**WHAT YOU NEED TO DO:**
In the piece on Belgium's Euros squad, rewrite the passage between "True to form, Martinez" and "is coming through.", inclusive, with "golden generation" changed to "established core".

**EXCERPT PROVIDED:**
Belgium’s task at the Euros is perhaps more onerous than it might have been. A squad that was already the second oldest at the tournament – only Sweden have a higher average age than Belgium’s 29 years 57 days – is now a year older thanks to the delay caused by the Covid pandemic.

True to form, Martinez has treated the delay as a positive – he says it gave him an opportunity to “press pause” and delve deep beyond the golden generation of Belgian players to examine what is coming through.

“Personally I always enjoy building football clubs,” Martinez reiterates, and he has taken the same approach to Belgium to “expand the talent pool”. That included detailed scouting and profiling “starting with the 2004 births down to 2000” so he could “give them a clear idea of what is expected to be at their best in 2026”.

Although he is reluctant to name names as to what he found, Martinez is such a football enthusiast that he cannot help himself. “Jeremy Doku is a wonderful one-v-one player,” he says of the 18-year-old Rennes forward who has made his squad, before adding three more for the future.

“There’s Yari Verschaeren, a great prospect, Charles De Ketelaere, Zinho Vanheusden,” Martinez says. Verschaeren is a 19-year-old attacking midfielder with Anderlecht, De Ketelaere is a 20-year-old midfielder with Club Brugge and Vanheusden, 21, plays at centre-back for Standard Liege. So you heard it here first.

“Those are a new generation who we feel will be essential for the future,” Martinez says. “They know what is expected to be the number one nation in the world.”

As to those in Martinez’s current squad, one of his greatest achievements has been to galvanise such a potentially disparate and outspoken group. “When you look at Belgium we have three official languages, we have three governments, everything is quite diverse, it’s not a straightforward way of working,” Martinez explains. “It’s a challenging nation, but the Red Devils represent that diversity in a good way.

“Everyone can come up with different ideas of seeing things, but in the end what matters is that they are together as a team. It’s a good moment: there’s a lot of caps, a lot of experience, a lot of players who have won titles this season.

“If you go from Kevin De Bruyne to Romelu Lukaku to Yannick Carrasco winning league titles, Youri Tielemans and Timothy Castagne winning the FA Cup for the Leicester for the first time in their history... all these moments add to the substance when they are with the national team.”

Given that Martinez is still so young, given that he has approached the national team job as if he were a club manager, is it a fair assumption that he will go back to club football one day? He is, after all, perennially linked with a return to the Premier League.

“I am really bad at predicting the future!” he says. “When I signed for Belgium there was the World Cup two years later and maybe then [I thought] I would go back to club-level football, but five years down the line I am still enjoying my day-to-day work and really happy with what I am allowed to do.

“Doing the Euros was a big target, it looked like I would do that and it would be my time in Belgium. But it was delayed and I cannot think of anything else apart from going into a major tournament and seeing what we can do.

“The future? The answer is very clear. Don’t ask me because whatever I tell you, I will probably be wrong. What is true is that I always look at football as today and the intensity you have to put in and whatever happens tomorrow I will accept.”

But would he consider leaving after a successful campaign at the Euros? “As a manager I always enjoy building clubs and then I work through a philosophy and a way of playing and to create good memories with fans... everyone wants to win titles and achieve objectives and that will never change,” Martinez explains.

“I look back on seven years in the Premier League and everything is about the next game. You never have the chance to look back and I have had the time to do that and assess all the work.

“And then in the last five years of international football there have been the demands of a team that wants to stay as number one. It’s a real good way of developing as a coach. I have not looked any further than these Euros and then we will see.”

**RAW DATA:**
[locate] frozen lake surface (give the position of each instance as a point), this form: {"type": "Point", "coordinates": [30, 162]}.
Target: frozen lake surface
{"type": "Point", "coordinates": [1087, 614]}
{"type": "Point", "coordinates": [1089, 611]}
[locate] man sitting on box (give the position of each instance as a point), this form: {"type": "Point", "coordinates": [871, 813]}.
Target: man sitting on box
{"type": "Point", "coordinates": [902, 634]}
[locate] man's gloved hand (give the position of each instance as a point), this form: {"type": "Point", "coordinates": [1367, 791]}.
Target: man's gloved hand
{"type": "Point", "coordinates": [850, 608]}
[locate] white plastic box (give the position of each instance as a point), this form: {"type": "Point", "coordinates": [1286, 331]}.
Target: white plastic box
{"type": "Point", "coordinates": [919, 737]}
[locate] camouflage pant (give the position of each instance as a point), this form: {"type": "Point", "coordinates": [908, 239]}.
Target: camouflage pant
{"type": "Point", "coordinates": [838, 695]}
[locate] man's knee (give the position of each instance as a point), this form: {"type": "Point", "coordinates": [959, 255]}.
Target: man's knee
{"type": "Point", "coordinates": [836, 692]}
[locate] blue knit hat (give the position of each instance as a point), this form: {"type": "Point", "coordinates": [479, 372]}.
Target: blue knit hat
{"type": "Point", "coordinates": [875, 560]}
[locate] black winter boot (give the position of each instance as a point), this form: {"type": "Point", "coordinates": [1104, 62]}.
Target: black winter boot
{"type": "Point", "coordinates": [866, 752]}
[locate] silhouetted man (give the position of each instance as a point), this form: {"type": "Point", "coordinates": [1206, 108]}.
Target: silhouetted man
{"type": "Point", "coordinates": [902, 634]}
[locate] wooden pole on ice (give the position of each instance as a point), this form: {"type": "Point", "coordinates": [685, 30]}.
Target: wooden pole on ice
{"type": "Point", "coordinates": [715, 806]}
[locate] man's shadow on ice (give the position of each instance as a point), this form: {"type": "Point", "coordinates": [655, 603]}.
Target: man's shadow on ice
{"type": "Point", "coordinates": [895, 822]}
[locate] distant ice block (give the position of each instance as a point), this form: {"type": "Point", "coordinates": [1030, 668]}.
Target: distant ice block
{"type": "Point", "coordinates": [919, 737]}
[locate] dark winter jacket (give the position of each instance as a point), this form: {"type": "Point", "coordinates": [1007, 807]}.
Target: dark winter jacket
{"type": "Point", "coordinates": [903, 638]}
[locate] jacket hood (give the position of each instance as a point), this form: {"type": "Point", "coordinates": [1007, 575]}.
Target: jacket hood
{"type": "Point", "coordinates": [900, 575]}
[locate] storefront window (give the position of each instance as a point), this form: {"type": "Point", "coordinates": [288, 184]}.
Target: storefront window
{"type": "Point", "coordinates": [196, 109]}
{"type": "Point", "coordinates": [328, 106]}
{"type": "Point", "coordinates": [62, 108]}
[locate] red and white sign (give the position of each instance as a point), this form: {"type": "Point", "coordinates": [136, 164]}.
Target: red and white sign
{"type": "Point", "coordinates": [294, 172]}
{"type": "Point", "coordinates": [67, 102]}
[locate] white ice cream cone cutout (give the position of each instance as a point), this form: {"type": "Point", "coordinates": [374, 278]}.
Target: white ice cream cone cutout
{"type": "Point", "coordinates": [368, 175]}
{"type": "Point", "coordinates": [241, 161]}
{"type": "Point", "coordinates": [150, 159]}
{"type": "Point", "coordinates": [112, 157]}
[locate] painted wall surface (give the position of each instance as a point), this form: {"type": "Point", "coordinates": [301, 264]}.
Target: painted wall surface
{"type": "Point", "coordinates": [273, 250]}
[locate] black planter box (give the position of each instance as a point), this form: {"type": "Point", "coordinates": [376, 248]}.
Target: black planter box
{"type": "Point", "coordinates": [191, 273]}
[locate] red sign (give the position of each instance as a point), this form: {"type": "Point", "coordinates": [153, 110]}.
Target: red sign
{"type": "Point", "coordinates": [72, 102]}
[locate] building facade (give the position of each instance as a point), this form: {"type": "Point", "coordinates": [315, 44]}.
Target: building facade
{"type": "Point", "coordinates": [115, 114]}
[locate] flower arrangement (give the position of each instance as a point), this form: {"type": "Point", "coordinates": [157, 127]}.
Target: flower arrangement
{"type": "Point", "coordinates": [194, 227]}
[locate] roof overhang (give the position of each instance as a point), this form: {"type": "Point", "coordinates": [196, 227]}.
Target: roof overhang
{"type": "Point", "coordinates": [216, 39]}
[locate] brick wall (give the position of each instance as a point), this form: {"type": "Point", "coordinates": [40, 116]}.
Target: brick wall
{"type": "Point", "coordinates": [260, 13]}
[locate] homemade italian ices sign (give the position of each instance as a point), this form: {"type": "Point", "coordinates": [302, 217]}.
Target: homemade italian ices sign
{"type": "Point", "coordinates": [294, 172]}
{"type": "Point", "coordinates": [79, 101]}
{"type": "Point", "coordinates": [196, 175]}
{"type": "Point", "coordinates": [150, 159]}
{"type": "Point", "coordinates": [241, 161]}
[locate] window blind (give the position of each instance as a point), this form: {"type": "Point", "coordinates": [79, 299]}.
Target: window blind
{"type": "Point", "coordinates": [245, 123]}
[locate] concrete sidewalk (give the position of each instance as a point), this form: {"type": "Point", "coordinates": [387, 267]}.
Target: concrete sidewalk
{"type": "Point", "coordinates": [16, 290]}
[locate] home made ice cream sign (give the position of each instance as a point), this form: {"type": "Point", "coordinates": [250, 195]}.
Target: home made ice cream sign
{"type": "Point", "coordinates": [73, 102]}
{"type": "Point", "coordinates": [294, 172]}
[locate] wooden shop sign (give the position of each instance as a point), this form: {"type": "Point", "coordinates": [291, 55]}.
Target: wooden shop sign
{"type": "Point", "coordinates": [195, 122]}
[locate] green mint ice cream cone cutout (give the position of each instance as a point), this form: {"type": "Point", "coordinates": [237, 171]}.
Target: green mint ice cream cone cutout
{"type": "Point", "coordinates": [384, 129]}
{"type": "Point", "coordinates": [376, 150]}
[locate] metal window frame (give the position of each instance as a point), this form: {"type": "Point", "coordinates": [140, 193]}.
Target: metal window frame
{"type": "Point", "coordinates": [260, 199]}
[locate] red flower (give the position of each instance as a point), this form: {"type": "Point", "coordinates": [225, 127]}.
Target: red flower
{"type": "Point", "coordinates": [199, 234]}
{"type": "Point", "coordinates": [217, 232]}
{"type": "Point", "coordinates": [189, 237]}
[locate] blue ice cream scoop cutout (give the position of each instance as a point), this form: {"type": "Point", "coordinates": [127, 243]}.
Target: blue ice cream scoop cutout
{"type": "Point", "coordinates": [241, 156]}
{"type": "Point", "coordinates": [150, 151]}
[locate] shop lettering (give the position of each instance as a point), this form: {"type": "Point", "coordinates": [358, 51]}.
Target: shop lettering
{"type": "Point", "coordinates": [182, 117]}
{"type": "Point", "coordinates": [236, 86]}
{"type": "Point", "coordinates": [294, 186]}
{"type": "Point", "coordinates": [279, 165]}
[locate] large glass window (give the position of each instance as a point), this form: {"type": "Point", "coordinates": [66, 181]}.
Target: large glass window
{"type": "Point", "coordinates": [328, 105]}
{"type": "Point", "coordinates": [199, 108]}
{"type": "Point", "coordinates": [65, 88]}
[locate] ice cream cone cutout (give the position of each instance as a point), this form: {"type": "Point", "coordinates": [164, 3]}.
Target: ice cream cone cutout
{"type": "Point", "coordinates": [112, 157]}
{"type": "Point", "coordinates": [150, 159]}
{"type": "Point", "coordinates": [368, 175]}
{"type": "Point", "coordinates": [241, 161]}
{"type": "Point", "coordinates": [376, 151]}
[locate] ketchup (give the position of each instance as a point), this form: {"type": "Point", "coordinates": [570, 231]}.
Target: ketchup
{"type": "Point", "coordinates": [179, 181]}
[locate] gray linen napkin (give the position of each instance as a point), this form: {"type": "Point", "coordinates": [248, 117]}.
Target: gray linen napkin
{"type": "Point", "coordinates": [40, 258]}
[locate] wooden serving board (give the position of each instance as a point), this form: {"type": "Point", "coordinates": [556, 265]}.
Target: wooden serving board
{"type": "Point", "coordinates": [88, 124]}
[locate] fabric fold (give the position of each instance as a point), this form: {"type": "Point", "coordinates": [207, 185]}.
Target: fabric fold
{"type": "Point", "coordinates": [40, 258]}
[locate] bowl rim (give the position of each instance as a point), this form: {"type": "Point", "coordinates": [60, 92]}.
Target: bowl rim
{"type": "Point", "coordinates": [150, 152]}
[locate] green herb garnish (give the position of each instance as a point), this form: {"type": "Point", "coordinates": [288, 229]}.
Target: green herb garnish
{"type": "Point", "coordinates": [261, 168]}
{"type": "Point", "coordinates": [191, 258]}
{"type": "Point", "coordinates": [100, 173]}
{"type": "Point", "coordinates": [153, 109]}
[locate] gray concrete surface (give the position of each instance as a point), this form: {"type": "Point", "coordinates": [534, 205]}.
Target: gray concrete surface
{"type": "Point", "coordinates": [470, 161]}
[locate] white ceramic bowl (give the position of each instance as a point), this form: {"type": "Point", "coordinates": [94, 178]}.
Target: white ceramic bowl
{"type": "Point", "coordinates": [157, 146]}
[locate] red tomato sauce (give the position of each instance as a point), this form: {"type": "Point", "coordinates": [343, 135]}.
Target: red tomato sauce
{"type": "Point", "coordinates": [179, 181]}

**RESULT FOR THIS EXERCISE:**
True to form, Martinez has treated the delay as a positive – he says it gave him an opportunity to “press pause” and delve deep beyond the established core of Belgian players to examine what is coming through.